** Start Given passage **

April 29, 2010

A Counterinsurgency in Chicago

Mr. Bay,

Why is it among all of the stark ideological disagreements between conservatives and liberals, many conservatives are in near lockstep with liberals on this issue? For a movement that considers itself the ‘party of life,’ I find that troubling. Here’s why.

None of the reasons you listed in, “The War in Chicago?” (many stipulated by Mayor Daley himself) even rank a distant second to the main reason everyone should support deployment of the National Guard into the troubled areas of Chicago – saving lives. At my last count in November of 2009, 36 schoolchildren had been killed by random violence here in Chicago. That number is higher today. Families and Police are unable to provide protection; in fact, CPD is 2100 officers short of full strength. A contract renegotiation this year means even more officers will retire and not enough are in the academy pipeline.

** End Given passage **

# [Tasks and exercises]
a) Rewrite the records from the line with "query (the noun phrase to segment): <item>white" through the end of the records, replacing "boat hull" with "ship hull" and leaving everything else unchanged. Omit the pictures from your answer.
b) Carry on the letter urging National Guard deployment in Chicago from the point where it stops.

** Start Listing **

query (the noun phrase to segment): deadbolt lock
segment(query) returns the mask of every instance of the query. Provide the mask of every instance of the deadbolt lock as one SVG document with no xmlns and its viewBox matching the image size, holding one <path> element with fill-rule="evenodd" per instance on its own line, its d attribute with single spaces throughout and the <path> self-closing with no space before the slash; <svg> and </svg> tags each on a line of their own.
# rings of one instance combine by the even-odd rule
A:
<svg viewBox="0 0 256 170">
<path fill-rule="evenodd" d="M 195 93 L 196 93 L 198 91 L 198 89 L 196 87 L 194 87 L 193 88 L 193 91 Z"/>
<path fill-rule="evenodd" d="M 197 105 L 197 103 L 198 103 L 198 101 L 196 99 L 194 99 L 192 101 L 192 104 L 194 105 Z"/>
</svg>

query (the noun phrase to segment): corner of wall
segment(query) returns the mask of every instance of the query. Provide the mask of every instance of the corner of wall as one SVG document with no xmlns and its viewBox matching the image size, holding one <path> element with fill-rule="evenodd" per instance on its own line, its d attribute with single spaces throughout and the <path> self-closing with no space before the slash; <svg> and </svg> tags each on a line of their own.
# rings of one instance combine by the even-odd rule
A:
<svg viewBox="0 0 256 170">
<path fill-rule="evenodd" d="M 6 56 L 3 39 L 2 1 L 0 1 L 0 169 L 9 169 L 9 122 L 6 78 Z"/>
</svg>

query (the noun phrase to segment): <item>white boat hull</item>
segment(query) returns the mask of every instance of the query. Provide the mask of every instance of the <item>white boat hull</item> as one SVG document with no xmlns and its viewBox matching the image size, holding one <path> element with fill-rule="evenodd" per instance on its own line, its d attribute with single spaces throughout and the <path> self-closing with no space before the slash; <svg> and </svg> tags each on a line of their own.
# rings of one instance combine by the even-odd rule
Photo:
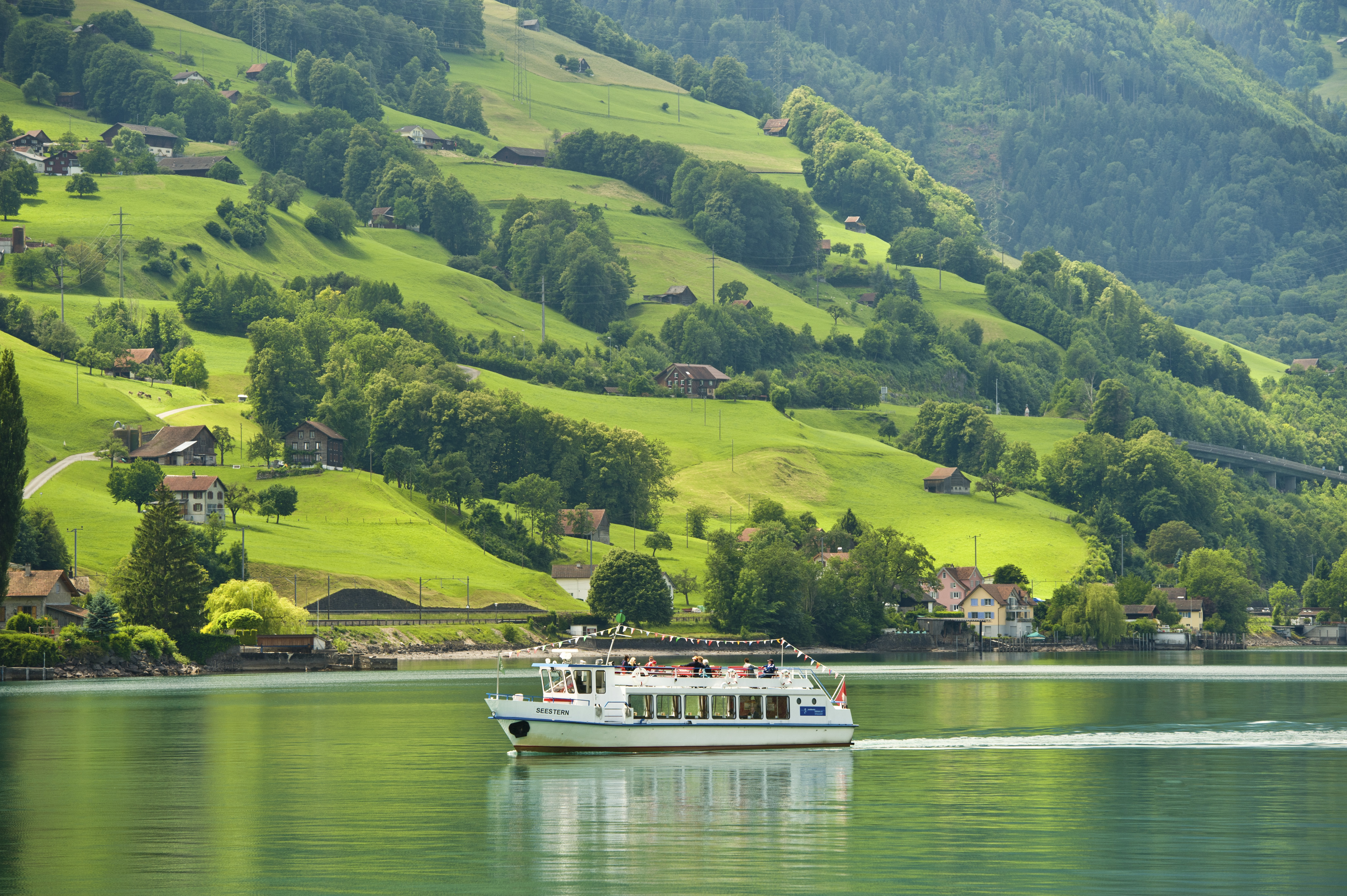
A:
<svg viewBox="0 0 1347 896">
<path fill-rule="evenodd" d="M 849 746 L 855 725 L 843 706 L 789 721 L 632 721 L 589 703 L 488 699 L 517 752 L 643 753 Z M 826 718 L 826 721 L 824 721 Z"/>
</svg>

** End Listing **

# [In response]
a)
query (the noun phrase to segment): <item>white ship hull</item>
segment(query) returns the mask of every instance of the query. Provide the mask of every instance of the <item>white ship hull</item> as one SVG document with no xmlns and its viewBox matching the image size, holding one <path> element with fill-rule="evenodd" per instance on its own line, its d attribute with single spaces throughout and the <path> self-closing with no space before the slash; <svg> and </svg> tags each on a line of their own.
# rings of one instance combine by the even-odd rule
Photo:
A:
<svg viewBox="0 0 1347 896">
<path fill-rule="evenodd" d="M 849 746 L 855 725 L 843 706 L 789 721 L 632 721 L 589 703 L 488 699 L 517 752 L 643 753 Z M 826 718 L 826 721 L 824 721 Z"/>
</svg>

b)
You said it “exceeds political hyperbole and enters the realm of blockheaded ignorance,” to compare Chicago to an Afghan war zone. I agree the two are mutually exclusive, but there are many factors in those foreign theaters that also exist in some form in these troubled local ones: low resources, low opportunity, low finances, high-income drug sales, prolific illegal weapons, warlordism (gangs), intense violence, frightened families caught in the middle, tribalism (you’re from that neighborhood, I’m from this one), generations of heartache, and meager hope. It is not normal for any community to lose this many children to this much violence – this is America. How bad does it have to get before everyone decides it is an unequivocal ‘war zone?’

We are disrespecting the people living in these communities because we are not advocating for them the very same security the rest of us can afford for ourselves, but which they cannot provide for – they have simply not been given the necessary protection that governments are obligated to provide to their governed. At this point, only the intervention of overwhelming sustained security appropriate to this level of violence can do that. And only then, when these traumatized people feel safe enough, when they trust the authorities more than they fear the thugs, will they give up the bad guys and reclaim their communities - just like in the Iraq and Afghan theaters.

The people of Iraq and Afghanistan have security today because soldiers and Marines with loaded weapons and the training to use them stand between the villagers and the thugs who mean them harm. Period. We would not expect cooperation from them in any way, to locate terrorists, inform on their plots, and turn against them, were it not for that continued security. In fact, the decided lack of security is the chief reason these people supported the terrorists in the first place. Just like here in Chicago, these folks have families to protect and no way to protect them, of course they’re going to side with the gangs and thugs with a, “code of silence.”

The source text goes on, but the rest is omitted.